● INSTRUCTIONS FOR THE TASK: Return the following entries exactly, word for word.

((

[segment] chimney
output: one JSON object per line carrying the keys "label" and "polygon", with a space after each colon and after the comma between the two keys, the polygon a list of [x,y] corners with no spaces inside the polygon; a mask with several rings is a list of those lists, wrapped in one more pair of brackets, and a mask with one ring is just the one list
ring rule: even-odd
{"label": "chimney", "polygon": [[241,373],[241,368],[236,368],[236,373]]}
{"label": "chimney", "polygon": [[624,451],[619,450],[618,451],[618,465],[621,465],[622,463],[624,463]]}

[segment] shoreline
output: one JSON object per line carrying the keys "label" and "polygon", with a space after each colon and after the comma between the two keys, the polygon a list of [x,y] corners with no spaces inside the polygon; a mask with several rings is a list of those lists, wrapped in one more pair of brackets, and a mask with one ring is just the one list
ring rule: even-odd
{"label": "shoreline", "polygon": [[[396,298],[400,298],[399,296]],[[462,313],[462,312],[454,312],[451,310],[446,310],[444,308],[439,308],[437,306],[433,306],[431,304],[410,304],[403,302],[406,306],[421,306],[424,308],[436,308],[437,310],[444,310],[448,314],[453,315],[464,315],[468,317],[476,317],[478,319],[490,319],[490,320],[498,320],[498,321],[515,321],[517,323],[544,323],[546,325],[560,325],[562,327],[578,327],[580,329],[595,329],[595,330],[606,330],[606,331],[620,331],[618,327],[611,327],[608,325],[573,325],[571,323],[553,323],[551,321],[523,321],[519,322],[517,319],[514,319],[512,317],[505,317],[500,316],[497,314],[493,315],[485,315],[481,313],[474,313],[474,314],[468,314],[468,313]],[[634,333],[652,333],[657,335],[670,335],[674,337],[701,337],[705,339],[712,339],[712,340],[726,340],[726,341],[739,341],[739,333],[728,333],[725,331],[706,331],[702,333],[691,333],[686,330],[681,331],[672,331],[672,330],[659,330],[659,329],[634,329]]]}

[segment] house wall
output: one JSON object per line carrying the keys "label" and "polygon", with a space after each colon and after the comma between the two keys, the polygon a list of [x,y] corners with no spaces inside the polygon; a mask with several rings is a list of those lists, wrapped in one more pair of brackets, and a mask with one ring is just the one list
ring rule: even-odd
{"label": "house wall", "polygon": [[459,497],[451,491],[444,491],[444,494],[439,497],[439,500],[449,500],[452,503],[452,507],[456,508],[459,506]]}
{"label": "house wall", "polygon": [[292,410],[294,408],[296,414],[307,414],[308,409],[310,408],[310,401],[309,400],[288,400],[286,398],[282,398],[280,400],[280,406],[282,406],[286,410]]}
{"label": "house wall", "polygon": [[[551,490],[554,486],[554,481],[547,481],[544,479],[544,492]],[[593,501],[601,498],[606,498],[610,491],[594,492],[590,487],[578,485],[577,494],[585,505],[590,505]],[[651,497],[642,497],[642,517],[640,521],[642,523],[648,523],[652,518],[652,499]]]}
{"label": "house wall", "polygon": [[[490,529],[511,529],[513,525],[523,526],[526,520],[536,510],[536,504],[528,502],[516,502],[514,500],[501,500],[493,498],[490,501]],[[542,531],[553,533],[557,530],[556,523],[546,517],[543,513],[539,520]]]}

))

● PROBLEM SOLUTION:
[segment] chimney
output: one JSON object per line carrying the keys "label" and "polygon", with a space after each colon and after the comma between the two keys, the polygon a list of [x,y] corners with no spaces inside the polygon; a mask with several rings is a list of those lists, wrapped in one more pair of brackets, and a mask with one ring is just the one list
ring rule: even-odd
{"label": "chimney", "polygon": [[241,373],[241,368],[236,368],[236,373]]}
{"label": "chimney", "polygon": [[624,451],[619,450],[618,451],[618,465],[621,465],[622,463],[624,463]]}

[segment] shoreline
output: one JSON object per line carrying the keys "label" and "polygon", with a space after each colon and after the comma between the two keys, the polygon a list of [x,y] corners with no spaces inside the polygon; a mask with several rings is a list of those lists, wrapped in one more pair of brackets, and a mask with one ring is just the one list
ring rule: even-odd
{"label": "shoreline", "polygon": [[[396,298],[400,298],[399,296]],[[462,313],[462,312],[454,312],[451,310],[446,310],[444,308],[439,308],[437,306],[433,306],[431,304],[410,304],[403,302],[406,306],[421,306],[424,308],[436,308],[437,310],[444,310],[448,314],[453,315],[464,315],[468,317],[476,317],[478,319],[490,319],[490,320],[498,320],[498,321],[515,321],[517,323],[544,323],[546,325],[560,325],[562,327],[578,327],[580,329],[595,329],[595,330],[606,330],[606,331],[620,331],[618,327],[611,327],[608,325],[573,325],[571,323],[553,323],[551,321],[523,321],[519,322],[517,319],[514,319],[512,317],[505,317],[500,316],[497,314],[493,315],[485,315],[481,313],[474,313],[474,314],[468,314],[468,313]],[[634,333],[652,333],[657,335],[670,335],[674,337],[701,337],[705,339],[712,339],[712,340],[726,340],[726,341],[739,341],[739,333],[728,333],[725,331],[706,331],[702,333],[691,333],[686,330],[681,331],[672,331],[672,330],[659,330],[659,329],[634,329]]]}

[segment] house wall
output: one JSON object per line carrying the keys "label" and "polygon", with a space after each colon and after the comma between the two keys, the polygon a list of [x,y] corners with no spaces inside the polygon; a mask with several rings is a list of those lists, wrapped in one more pair of brackets, and a mask with one ring is just the one list
ring rule: even-odd
{"label": "house wall", "polygon": [[459,497],[451,491],[444,491],[444,494],[439,497],[439,500],[449,500],[452,503],[452,507],[456,508],[459,506]]}
{"label": "house wall", "polygon": [[292,410],[294,408],[296,414],[307,414],[308,409],[310,408],[310,401],[309,400],[288,400],[286,398],[282,398],[280,400],[280,406],[282,406],[286,410]]}
{"label": "house wall", "polygon": [[[551,490],[554,486],[554,481],[547,481],[544,479],[544,492]],[[593,501],[601,498],[606,498],[610,491],[594,492],[590,487],[578,485],[577,494],[585,505],[590,505]],[[651,497],[642,497],[642,517],[640,521],[642,523],[648,523],[652,518],[652,499]]]}
{"label": "house wall", "polygon": [[[490,529],[511,529],[513,525],[523,526],[526,520],[536,510],[536,504],[528,502],[516,502],[514,500],[501,500],[493,498],[490,501]],[[542,531],[553,533],[557,530],[556,523],[546,517],[543,513],[539,520]]]}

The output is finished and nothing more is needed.